**Given records**.

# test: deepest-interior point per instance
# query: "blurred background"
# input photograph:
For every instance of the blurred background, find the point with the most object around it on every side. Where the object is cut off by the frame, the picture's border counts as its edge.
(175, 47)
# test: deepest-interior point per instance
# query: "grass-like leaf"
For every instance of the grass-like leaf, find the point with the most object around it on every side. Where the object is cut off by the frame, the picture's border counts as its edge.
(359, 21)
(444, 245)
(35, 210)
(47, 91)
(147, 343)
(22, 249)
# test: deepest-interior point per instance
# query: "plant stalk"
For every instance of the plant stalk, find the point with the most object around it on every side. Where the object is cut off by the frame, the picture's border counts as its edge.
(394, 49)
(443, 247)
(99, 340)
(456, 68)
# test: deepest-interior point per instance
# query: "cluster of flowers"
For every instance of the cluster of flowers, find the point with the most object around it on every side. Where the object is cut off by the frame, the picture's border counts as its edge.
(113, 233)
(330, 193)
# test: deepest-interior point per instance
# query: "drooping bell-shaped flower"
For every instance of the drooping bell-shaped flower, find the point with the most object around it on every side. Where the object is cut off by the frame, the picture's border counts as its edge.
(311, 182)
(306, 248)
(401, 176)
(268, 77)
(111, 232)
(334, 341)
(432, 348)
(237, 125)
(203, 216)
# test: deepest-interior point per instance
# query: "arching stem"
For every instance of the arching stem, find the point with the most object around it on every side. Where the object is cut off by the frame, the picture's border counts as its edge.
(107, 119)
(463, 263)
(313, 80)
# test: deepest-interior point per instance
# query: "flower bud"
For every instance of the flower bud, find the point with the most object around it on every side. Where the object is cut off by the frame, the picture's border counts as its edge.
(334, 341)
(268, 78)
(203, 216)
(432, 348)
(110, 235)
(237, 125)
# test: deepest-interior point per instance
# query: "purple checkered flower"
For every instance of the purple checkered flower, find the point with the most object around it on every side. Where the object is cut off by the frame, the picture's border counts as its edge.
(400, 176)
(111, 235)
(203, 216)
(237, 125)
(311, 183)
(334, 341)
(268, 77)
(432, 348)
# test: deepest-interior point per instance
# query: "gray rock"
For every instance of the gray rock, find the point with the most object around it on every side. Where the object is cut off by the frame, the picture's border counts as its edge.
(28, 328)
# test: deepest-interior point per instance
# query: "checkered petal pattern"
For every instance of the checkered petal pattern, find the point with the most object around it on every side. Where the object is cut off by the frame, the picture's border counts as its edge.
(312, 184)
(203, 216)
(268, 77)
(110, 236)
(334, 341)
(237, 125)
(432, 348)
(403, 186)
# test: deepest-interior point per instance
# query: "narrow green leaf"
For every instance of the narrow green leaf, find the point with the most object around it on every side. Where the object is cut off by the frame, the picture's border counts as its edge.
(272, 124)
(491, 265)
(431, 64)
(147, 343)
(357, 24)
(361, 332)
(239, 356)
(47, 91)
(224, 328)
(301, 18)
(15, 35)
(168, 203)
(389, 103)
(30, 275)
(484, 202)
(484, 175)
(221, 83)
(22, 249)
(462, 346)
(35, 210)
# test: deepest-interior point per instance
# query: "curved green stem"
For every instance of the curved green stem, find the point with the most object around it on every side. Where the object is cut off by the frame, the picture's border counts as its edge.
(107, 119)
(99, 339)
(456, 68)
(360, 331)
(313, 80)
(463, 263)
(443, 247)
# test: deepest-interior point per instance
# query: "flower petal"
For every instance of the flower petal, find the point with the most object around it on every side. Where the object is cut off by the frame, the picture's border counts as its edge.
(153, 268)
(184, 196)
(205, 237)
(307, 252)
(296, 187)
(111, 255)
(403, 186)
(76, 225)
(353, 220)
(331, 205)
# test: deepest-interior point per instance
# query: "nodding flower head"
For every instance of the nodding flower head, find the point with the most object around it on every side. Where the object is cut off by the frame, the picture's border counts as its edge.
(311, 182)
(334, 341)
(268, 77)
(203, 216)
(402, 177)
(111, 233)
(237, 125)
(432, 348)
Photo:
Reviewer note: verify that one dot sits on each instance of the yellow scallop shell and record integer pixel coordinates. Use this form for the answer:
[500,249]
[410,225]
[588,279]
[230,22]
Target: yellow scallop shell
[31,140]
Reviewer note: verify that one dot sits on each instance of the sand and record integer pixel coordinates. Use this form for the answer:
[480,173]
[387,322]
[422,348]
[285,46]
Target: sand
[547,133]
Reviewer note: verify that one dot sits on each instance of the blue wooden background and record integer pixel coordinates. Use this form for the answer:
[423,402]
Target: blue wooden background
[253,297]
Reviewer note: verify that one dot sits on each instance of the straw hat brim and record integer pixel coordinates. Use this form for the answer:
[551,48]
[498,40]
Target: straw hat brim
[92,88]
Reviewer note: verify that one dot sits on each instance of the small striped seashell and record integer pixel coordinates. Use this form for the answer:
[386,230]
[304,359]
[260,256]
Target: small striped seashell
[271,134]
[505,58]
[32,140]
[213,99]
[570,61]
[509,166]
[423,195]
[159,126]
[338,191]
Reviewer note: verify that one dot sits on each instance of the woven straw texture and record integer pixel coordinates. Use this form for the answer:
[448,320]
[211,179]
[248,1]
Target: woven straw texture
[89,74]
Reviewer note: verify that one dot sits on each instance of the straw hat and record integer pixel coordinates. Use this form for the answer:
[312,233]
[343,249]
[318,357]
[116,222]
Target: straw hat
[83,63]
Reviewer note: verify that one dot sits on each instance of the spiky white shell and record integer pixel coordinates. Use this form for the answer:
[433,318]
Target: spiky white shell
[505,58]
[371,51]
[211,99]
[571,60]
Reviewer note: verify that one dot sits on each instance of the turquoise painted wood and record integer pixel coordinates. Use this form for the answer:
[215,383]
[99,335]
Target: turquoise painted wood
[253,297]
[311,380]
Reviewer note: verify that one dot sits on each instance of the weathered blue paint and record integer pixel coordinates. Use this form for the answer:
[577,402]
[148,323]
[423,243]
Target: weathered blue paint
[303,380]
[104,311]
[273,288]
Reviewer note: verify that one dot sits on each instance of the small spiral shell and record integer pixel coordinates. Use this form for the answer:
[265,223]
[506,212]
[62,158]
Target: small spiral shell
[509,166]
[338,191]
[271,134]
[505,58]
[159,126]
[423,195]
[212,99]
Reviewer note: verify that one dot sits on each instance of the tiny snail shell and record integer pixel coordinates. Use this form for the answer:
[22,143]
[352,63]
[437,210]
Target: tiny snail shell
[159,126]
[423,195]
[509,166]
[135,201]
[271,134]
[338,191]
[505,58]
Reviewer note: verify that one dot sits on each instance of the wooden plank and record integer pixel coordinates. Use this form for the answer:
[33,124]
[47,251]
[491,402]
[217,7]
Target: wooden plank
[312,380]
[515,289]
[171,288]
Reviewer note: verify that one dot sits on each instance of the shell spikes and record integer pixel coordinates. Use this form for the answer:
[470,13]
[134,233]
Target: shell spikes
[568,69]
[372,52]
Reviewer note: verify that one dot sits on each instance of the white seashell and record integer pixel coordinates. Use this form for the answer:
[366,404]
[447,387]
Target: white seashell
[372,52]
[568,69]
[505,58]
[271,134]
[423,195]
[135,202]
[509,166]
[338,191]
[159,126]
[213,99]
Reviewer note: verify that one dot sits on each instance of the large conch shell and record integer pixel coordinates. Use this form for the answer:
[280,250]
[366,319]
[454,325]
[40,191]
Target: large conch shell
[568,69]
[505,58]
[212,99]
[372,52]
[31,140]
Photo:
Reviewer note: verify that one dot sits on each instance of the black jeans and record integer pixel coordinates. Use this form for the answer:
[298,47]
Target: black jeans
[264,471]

**Task instructions**. Extract the full listing above without altering anything.

**Task answer**.
# test: deepest-interior point per instance
# query: "blurred background"
# input photograph:
For every instance of the blurred background, find the point with the most object around it on every side. Where the object is cut off by the frame, the picture's border counts as its edge.
(175, 47)
# test: deepest-interior point per instance
# query: "grass-like leaf"
For every instance of the grass-like leaf, find the point with the most object around it on every side. Where the object is cut off by the frame, the picture's border counts as its edge.
(359, 21)
(444, 245)
(35, 210)
(47, 91)
(147, 343)
(22, 249)
# test: deepest-interior point per instance
# query: "plant stalk"
For every instance of the plant stalk, find the point with the most object around it on every side. Where the object is cut off by the frame, the picture's border counts as its edge.
(394, 49)
(443, 247)
(99, 340)
(456, 68)
# test: deepest-interior point per instance
# query: "cluster of flowers"
For every instance of the cluster of flowers, find the point with the most object around it on every side. Where the object is cut off by the frame, the picture's border counts as its edge.
(113, 233)
(330, 193)
# test: deepest-interior point per instance
# query: "drooping bell-shaped flower"
For every instance of the drooping bell-shaped flower, find the point with the most object around it on every side. Where the object is cut off by the frame, the picture's border counts as its edge.
(311, 182)
(306, 248)
(401, 176)
(268, 77)
(111, 232)
(334, 341)
(432, 348)
(237, 125)
(203, 216)
# test: deepest-interior point per instance
# query: "arching stem"
For every instance of the arching stem, find the point with the most object around it on every side. Where the object is cut off by the frame, the picture's border counts as its edge.
(107, 119)
(463, 263)
(313, 80)
# test: deepest-interior point per instance
# query: "flower bud"
For every instance of the flower bud, find the point with the most object around it on every side. Where the object is cut off by the frame, the picture's border counts as its edge.
(334, 341)
(268, 78)
(203, 216)
(432, 348)
(110, 235)
(237, 125)
# test: deepest-interior point per instance
# query: "purple checkered flower"
For every instance of the purple checkered flower, find the point with the most object around it on every side. Where the object is cut off by the frame, the picture's border counts as its edge.
(400, 176)
(111, 235)
(203, 216)
(237, 125)
(311, 183)
(334, 341)
(268, 77)
(432, 348)
# test: deepest-interior point per instance
# query: "gray rock"
For every instance of the gray rock, find the point with the most object around it on every side. Where the object is cut off by the frame, the picture's border counts as its edge.
(28, 328)
# test: deepest-interior point per instance
# query: "checkered petal pattern"
For every instance of the checkered petal pattern, find the point with the most object around it on every side. Where the object is cut off by the frame, the picture's border counts as its edge.
(312, 184)
(203, 216)
(268, 77)
(110, 236)
(334, 341)
(237, 125)
(432, 348)
(403, 186)
# test: deepest-interior point per instance
# query: "narrow green leaf"
For every instance of the narrow green leaf, find the point with the most object around it on every side. Where the object is cut off by the frame, the picture's border counts as its edge.
(272, 124)
(491, 265)
(431, 64)
(147, 343)
(357, 24)
(361, 332)
(239, 356)
(47, 91)
(224, 328)
(301, 18)
(15, 35)
(168, 203)
(389, 103)
(30, 275)
(484, 202)
(484, 175)
(221, 83)
(22, 249)
(462, 346)
(35, 210)
# test: deepest-interior point per instance
# query: "curved green stem"
For every instance of the curved green stem, find the point with the most object around it on every side. Where the object is cut off by the frame, the picture's border counts as its edge.
(107, 119)
(99, 339)
(456, 68)
(360, 331)
(313, 80)
(463, 263)
(443, 247)
# test: deepest-interior point per instance
# query: "flower petal"
For every instance of the flower petal, find the point with the most object around it on every side. Where the object is cut off by the frame, the picture's border counts as its edge.
(153, 268)
(184, 196)
(205, 237)
(307, 252)
(296, 187)
(111, 255)
(403, 186)
(76, 225)
(353, 220)
(331, 205)
# test: deepest-interior point per instance
# query: "nodding flower head"
For every instance of the nodding flower head, find the point with the most object around it on every side. Where the object is cut off by the frame, the picture's border counts as its edge.
(311, 182)
(334, 341)
(268, 77)
(203, 216)
(402, 177)
(111, 233)
(237, 125)
(432, 348)
Photo:
Reviewer note: verify that one dot sits on each instance of the yellow scallop shell and record integer pixel coordinates. Use this form for the answer:
[500,249]
[410,225]
[588,279]
[230,22]
Target: yellow scallop shell
[31,140]
Reviewer note: verify that one dot sits on each instance of the sand and record integer pixel coordinates. Use this form for the answer:
[480,173]
[387,322]
[422,348]
[285,46]
Target: sand
[547,133]
Reviewer note: verify that one dot sits on each instance of the blue wooden background and record integer pixel coordinates. Use this form for the answer:
[423,402]
Target: blue wooden background
[253,297]
Reviewer note: verify that one dot sits on each instance of the straw hat brim and record integer pixel coordinates. Use this form for the answer:
[551,48]
[498,40]
Target: straw hat brim
[92,88]
Reviewer note: verify that one dot sits on each instance of the small striped seashell and record integer pixel coordinates. Use this form for the answer:
[386,230]
[304,359]
[260,256]
Target: small striped seashell
[271,134]
[505,58]
[32,140]
[213,99]
[570,61]
[509,166]
[423,195]
[159,126]
[338,191]
Reviewer note: verify that one dot sits on each instance of the woven straw texture and record integer pixel coordinates. Use this form for the answer:
[448,320]
[211,179]
[248,1]
Target: woven straw texture
[89,74]
Reviewer note: verify that one dot sits on each instance of the straw hat and record integer pixel coordinates. Use this form for the answer:
[312,233]
[343,249]
[318,357]
[116,222]
Target: straw hat
[83,63]
Reviewer note: verify that one dot sits on each instance of the spiky white shell and record integer pixel coordinates. Use this form for the answer:
[433,318]
Target: spiky white shell
[505,58]
[371,51]
[211,99]
[571,60]
Reviewer note: verify that one dot sits on each instance of the turquoise painted wood and record integer pixel coordinates. Use this form for the answer:
[215,383]
[99,335]
Target: turquoise painted wood
[253,297]
[311,380]
Reviewer note: verify that one dot sits on each instance of the weathered blue paint and record integer pixel coordinates. Use this form for the answer:
[577,402]
[148,323]
[423,243]
Target: weathered blue paint
[303,380]
[104,311]
[273,288]
Reviewer note: verify that one dot sits on each instance of the small spiral shell and record integer pixel coordinates. Use this form for the answer:
[265,223]
[506,212]
[62,158]
Target: small spiral shell
[509,166]
[338,191]
[271,134]
[505,58]
[159,126]
[423,195]
[212,99]
Reviewer note: verify that one dot sits on each instance of the tiny snail shell and record integer pixel coordinates. Use this form for the answer:
[22,143]
[352,63]
[437,210]
Target: tiny snail shell
[159,126]
[423,195]
[509,166]
[135,201]
[271,134]
[338,191]
[505,58]
Reviewer note: verify that one dot sits on each instance of the wooden plank and record integer pixel coordinates. Use this form for the answer:
[33,124]
[47,251]
[491,402]
[217,7]
Target: wooden plank
[312,380]
[515,289]
[171,288]
Reviewer note: verify that one dot sits on each instance of the shell spikes and record integer pixel coordinates. Use this form for the answer:
[470,13]
[134,233]
Target: shell spikes
[568,69]
[372,52]
Reviewer note: verify that one dot sits on each instance of the white seashell and record integer pixel coordinates. Use this form for the answer:
[366,404]
[447,387]
Target: white seashell
[372,52]
[568,69]
[505,58]
[271,134]
[423,195]
[135,202]
[509,166]
[338,191]
[159,126]
[213,99]
Reviewer note: verify that one dot sits on each instance of the large conch shell and record integer pixel coordinates. Use this form for the answer:
[280,250]
[366,319]
[454,325]
[40,191]
Target: large conch shell
[568,69]
[505,58]
[212,99]
[372,52]
[31,140]
Photo:
Reviewer note: verify that one dot sits on each instance of the black jeans and record integer pixel coordinates. Use this form for the answer:
[298,47]
Target: black jeans
[264,471]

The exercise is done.